→ **PAGE**
1

I am trying to use boost spirit to create a parser for a simple language. The first statement I am trying to parse is a simple numeric addition: "3.14 + 1". It segfaults, and my research indicates it is because of a left-recursive implementation, but I can't wrap my head around the solution for this that isn't left-recursive. Here is my parser implementation:

template<typename Iterator>
struct simple_grammar : qi::grammar<Iterator, AstNodePtr(), ascii::space_type> {

  simple_grammar() : simple_grammar::base_type(start) {
    using qi::double_;
    using qi::_1;
    using qi::_2;
    using qi::_3;

    auto addhelper = '+' >> expression;
    auto add = expression >> addhelper;

    expression = add[qi::_val = make_shared_<AddNode>()(_1, _2)]
               | double_[qi::_val = make_shared_<DoubleNode>()(_1)];

    start = expression;
  }


  qi::rule<Iterator, AstNodePtr(), ascii::space_type> start;
  qi::rule<Iterator, AstNodePtr(), ascii::space_type> expression;
};

AstNodePtr is a typedef for a std::shared_ptr to an AstNodeBase class, from which DoubleNode and AddNode inherit. I didn't include those definitions just to keep the post short, but can if requested. It is pretty self-explanatory I think, the idea is to compose an AST. The make_shared_ implementation comes from here.

Thanks in advance!

Alex Court
  • 148
  • 11

1 Answers1

1

There are a number of things about your example.

First off, you use auto with Spirit Qi expressions. That's not valid, and leads to UB:

Next off, you chose to use polymorphic Ast nodes. That's possible but likely not efficient:

Finally, there's the left recursion, since your expression starts with itself, leading to infinite recursion. The only way to solve it is to split your productions up into "levels" of expressions. This also aids in generating the desired operator precedence:

 expression = term >> char_("-+") >> term;
 term = factor >> char_("*/%") >> factor;
 factor = simple >> char_("^") >> simple;

In your case, I'd suggest:

    simple
        = qi::double_
            [_val = make_shared_<DoubleNode>()(_1)]; 
        ;

    expression 
        = (simple >> '+' >> expression)
            [_val = make_shared_<AddNode>()(_1, _2)]
        | simple
        ;

Of course, you can be simpler and slightly less inefficient here:

    expression 
        = simple [_val = _1] 
        >> *(('+' >> expression)

→ **COMPLETE THE FOLLOWING**
**1.** According to the Boost Spirit thread, what is the only way to fix the left recursion?
**2.** Write out everything in the Boost Spirit thread from "AstNodePtr is a" down to "comes from here.".
Answer from the Boost Spirit thread alone.

→ **DATA EXTRACT**
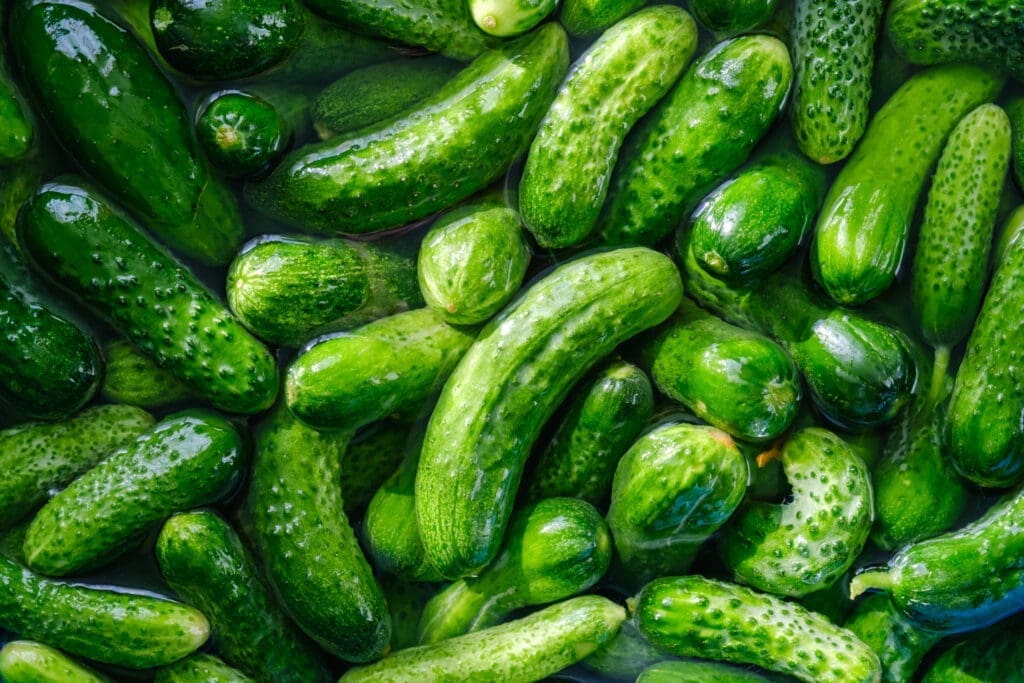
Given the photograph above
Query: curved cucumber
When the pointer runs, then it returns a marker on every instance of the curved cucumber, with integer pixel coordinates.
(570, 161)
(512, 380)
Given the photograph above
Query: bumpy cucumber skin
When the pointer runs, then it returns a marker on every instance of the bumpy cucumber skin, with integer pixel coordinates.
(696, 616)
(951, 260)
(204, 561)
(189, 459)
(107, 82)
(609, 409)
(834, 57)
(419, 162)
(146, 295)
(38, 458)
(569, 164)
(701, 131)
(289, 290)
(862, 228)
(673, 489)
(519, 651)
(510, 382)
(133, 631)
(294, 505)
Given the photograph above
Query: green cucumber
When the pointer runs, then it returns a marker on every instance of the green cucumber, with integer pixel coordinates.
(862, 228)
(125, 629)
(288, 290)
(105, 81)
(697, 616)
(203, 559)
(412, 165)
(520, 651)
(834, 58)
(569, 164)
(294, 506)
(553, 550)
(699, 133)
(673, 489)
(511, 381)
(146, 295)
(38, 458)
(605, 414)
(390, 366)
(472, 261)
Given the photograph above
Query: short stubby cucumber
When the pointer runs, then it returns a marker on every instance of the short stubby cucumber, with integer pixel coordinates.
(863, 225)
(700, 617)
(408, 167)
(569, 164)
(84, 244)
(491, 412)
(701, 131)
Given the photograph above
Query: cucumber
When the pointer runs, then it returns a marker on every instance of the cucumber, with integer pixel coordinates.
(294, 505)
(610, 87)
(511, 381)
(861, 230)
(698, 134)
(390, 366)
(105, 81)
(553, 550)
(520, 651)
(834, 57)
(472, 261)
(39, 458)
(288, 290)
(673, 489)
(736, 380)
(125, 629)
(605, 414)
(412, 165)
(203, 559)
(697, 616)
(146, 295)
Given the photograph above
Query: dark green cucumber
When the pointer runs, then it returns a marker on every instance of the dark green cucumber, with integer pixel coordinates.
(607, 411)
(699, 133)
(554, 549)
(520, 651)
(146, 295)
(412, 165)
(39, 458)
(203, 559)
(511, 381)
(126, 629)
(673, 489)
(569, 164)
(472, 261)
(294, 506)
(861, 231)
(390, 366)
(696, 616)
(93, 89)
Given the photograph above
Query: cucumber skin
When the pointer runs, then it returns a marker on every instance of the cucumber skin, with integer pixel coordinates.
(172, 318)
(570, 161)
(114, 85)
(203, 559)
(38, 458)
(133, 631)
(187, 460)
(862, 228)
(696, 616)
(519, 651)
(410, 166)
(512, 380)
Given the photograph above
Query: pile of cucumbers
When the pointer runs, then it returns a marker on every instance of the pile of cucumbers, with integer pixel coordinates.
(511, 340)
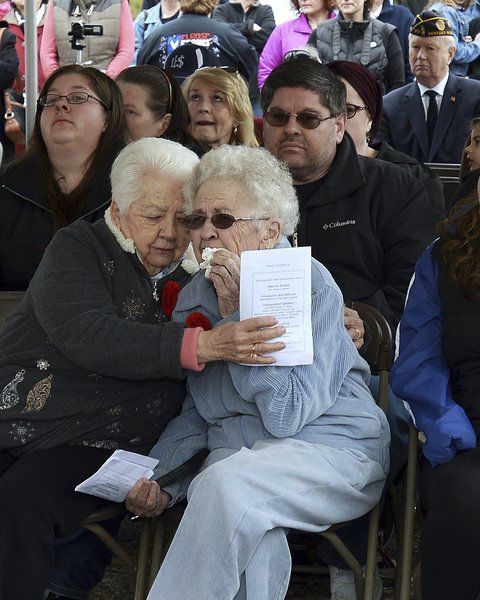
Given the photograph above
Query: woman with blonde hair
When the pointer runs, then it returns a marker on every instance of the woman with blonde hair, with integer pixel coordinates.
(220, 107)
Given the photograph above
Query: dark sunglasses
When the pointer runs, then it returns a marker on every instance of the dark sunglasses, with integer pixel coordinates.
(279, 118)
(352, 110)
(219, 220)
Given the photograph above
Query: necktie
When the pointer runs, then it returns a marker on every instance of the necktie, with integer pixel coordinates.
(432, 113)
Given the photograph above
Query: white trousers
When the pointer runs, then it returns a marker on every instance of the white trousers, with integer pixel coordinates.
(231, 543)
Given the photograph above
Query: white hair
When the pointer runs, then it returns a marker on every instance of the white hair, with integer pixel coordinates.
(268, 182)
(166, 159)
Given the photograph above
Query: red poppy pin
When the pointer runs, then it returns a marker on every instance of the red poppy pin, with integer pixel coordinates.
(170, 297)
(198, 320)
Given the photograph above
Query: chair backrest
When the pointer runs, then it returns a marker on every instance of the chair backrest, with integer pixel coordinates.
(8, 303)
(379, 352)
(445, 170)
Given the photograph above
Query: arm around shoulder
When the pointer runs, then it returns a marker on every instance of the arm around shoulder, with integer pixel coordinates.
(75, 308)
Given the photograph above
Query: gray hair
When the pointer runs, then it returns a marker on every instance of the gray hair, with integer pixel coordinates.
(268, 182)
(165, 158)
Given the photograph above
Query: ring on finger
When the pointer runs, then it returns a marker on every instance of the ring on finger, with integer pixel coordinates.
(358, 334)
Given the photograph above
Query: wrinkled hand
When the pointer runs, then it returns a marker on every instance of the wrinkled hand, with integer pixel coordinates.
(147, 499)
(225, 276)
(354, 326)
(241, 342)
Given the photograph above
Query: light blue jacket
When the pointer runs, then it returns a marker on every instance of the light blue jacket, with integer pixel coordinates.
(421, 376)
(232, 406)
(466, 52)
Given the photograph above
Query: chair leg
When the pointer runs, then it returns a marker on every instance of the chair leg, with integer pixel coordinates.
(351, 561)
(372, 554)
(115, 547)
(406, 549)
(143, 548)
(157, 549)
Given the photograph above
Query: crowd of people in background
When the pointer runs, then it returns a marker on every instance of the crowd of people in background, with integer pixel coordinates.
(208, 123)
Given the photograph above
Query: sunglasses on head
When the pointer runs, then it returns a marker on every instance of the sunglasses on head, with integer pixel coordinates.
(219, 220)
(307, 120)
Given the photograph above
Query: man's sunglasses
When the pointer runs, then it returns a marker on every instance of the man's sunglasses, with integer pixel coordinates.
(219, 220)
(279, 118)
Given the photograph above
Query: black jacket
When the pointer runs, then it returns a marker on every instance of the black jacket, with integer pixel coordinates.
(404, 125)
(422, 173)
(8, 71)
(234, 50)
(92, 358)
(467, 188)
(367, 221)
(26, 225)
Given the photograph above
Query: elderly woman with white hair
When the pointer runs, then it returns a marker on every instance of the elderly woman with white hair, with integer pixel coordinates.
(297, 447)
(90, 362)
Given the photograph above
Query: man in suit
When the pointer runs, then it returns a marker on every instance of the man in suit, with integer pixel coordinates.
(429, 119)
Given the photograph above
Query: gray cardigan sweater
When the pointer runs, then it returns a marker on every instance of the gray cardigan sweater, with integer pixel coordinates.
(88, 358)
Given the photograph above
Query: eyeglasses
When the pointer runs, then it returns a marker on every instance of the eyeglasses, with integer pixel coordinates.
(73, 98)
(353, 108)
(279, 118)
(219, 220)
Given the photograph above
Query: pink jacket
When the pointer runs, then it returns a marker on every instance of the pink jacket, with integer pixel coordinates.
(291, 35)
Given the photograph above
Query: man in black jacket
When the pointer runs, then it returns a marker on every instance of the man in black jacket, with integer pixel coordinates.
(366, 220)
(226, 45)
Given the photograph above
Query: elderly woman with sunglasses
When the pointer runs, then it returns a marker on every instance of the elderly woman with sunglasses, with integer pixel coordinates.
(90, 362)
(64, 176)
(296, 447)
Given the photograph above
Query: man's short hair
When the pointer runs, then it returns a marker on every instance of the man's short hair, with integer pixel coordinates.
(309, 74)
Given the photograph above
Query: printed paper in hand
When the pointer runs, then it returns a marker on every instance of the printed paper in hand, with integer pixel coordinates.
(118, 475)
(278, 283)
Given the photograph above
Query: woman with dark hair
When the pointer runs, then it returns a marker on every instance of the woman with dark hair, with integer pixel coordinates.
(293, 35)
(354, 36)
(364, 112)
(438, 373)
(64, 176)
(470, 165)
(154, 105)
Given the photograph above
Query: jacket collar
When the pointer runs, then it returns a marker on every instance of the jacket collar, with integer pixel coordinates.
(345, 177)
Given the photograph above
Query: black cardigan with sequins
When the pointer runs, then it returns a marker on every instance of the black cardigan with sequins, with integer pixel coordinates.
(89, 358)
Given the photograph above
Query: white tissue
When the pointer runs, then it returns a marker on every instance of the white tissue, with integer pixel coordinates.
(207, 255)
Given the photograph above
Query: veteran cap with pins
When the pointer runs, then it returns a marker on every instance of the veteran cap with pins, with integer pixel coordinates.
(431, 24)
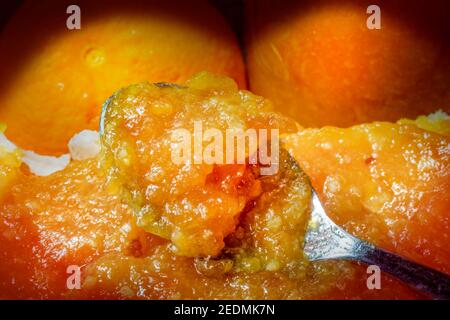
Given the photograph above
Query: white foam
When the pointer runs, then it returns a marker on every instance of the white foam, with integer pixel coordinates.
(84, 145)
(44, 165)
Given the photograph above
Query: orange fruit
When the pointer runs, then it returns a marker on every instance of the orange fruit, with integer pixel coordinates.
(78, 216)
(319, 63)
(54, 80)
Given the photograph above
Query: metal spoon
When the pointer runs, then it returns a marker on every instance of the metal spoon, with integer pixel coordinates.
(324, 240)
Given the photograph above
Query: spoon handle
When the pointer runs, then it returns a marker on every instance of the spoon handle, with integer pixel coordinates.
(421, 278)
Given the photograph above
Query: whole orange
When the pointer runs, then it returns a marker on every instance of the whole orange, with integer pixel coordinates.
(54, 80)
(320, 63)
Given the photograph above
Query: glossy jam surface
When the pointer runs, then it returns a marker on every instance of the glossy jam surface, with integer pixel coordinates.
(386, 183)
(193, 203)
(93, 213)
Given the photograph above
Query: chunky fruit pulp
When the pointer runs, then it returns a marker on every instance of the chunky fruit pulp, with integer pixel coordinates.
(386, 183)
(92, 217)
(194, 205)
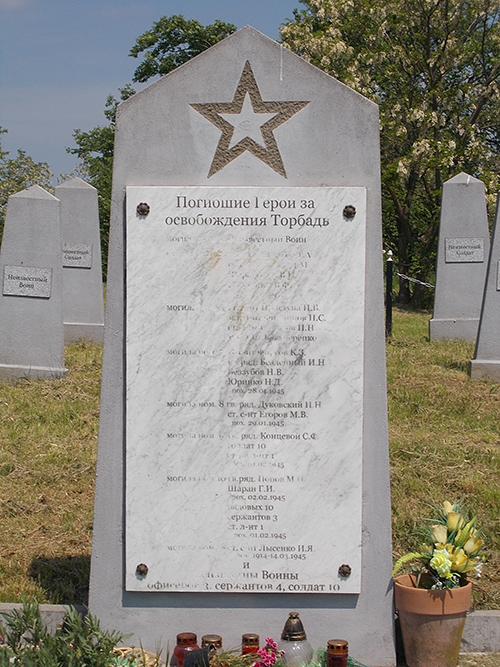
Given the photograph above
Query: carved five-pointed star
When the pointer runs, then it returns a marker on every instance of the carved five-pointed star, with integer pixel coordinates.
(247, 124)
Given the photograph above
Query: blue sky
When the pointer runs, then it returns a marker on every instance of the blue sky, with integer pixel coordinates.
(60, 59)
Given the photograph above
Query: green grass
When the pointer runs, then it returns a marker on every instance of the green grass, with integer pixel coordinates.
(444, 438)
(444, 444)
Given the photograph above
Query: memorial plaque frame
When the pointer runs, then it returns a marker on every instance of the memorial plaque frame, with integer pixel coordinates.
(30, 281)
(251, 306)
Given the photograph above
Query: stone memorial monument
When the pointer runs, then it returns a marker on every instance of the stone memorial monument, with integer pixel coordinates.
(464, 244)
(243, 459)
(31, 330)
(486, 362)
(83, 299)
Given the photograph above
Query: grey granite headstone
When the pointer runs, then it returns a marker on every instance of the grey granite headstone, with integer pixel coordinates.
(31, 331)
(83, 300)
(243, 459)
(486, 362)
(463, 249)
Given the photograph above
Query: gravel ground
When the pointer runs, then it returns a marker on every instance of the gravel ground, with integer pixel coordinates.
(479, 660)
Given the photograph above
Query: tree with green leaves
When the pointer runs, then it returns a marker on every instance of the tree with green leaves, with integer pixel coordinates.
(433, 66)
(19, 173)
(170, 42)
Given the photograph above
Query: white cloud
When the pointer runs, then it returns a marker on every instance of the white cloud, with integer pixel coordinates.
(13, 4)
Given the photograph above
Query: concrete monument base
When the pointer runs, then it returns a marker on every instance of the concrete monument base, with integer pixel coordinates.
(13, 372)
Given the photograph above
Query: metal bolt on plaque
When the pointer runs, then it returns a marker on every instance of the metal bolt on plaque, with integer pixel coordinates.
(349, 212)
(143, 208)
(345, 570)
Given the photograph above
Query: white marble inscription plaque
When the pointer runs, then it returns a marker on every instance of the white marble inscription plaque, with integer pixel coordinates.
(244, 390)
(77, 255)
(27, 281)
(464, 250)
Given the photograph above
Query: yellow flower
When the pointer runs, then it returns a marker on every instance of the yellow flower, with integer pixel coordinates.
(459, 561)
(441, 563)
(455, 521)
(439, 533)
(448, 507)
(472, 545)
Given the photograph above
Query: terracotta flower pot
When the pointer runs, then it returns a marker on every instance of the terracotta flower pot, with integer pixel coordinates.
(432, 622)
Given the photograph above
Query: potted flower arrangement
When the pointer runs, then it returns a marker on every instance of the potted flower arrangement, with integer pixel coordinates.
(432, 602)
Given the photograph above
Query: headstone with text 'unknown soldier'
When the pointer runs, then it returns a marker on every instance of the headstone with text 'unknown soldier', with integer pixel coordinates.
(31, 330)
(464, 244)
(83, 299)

→ **EXPECTED OUTPUTS**
**1.** Split the productions up into "levels" of expressions.

**2.**
AstNodePtr is a typedef for a std::shared_ptr to an AstNodeBase class, from which DoubleNode and AddNode inherit. I didn't include those definitions just to keep the post short, but can if requested. It is pretty self-explanatory I think, the idea is to compose an AST. The make_shared_ implementation comes from here.